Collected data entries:
------------------------------------------------------------------------

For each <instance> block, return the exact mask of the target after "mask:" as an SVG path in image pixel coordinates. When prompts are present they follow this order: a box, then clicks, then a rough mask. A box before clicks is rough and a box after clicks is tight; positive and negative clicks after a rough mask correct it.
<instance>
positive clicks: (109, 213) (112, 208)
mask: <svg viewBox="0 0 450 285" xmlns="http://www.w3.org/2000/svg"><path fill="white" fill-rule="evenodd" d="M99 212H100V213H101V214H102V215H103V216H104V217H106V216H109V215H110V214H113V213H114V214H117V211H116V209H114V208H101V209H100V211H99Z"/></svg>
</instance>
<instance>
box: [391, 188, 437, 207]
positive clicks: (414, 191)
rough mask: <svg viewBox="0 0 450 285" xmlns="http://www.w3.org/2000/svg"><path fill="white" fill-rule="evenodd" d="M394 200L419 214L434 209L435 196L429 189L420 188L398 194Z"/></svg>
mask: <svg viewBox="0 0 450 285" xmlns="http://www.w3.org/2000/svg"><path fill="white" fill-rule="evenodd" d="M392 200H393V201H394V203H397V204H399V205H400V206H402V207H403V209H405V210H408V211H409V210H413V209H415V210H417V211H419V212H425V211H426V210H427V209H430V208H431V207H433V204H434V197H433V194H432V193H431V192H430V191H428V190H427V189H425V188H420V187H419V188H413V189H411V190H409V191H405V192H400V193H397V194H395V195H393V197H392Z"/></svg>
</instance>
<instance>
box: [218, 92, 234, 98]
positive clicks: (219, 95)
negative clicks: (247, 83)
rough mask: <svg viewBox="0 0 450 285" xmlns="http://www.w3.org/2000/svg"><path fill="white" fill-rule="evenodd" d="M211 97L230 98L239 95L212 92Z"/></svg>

------------------------------------------------------------------------

▶ **Task details**:
Recast every line of the records above as a numbered list, leaving out any blank lines.

▶ **Solution to this task**:
1. For each <instance> block, return the exact mask of the target after "mask:" as an SVG path in image pixel coordinates. When prompts are present they follow this order: a box, then clicks, then a rough mask. A box before clicks is rough and a box after clicks is tight; positive and negative clicks after a rough mask correct it.
2. <instance>
3. positive clicks: (109, 213) (112, 208)
4. mask: <svg viewBox="0 0 450 285" xmlns="http://www.w3.org/2000/svg"><path fill="white" fill-rule="evenodd" d="M99 212H100V213H101V214H102V215H103V216H104V217H106V216H109V215H110V214H113V213H114V214H117V211H116V209H114V208H101V209H100V211H99Z"/></svg>
5. </instance>
6. <instance>
7. box: [391, 188, 437, 207]
8. positive clicks: (414, 191)
9. rough mask: <svg viewBox="0 0 450 285" xmlns="http://www.w3.org/2000/svg"><path fill="white" fill-rule="evenodd" d="M394 200L419 214L434 209L435 196L429 189L420 188L398 194Z"/></svg>
10. mask: <svg viewBox="0 0 450 285" xmlns="http://www.w3.org/2000/svg"><path fill="white" fill-rule="evenodd" d="M392 200H393V201H394V203H397V204H399V205H400V206H402V207H403V209H405V210H408V211H409V210H413V209H415V210H417V211H419V212H425V211H426V210H427V209H430V208H431V207H433V204H434V197H433V194H432V193H431V192H430V191H428V190H427V189H425V188H420V187H419V188H413V189H411V190H409V191H405V192H400V193H397V194H395V195H393V197H392Z"/></svg>
11. </instance>
12. <instance>
13. box: [218, 92, 234, 98]
14. positive clicks: (219, 95)
15. negative clicks: (247, 83)
16. rough mask: <svg viewBox="0 0 450 285" xmlns="http://www.w3.org/2000/svg"><path fill="white" fill-rule="evenodd" d="M211 97L230 98L239 95L212 92Z"/></svg>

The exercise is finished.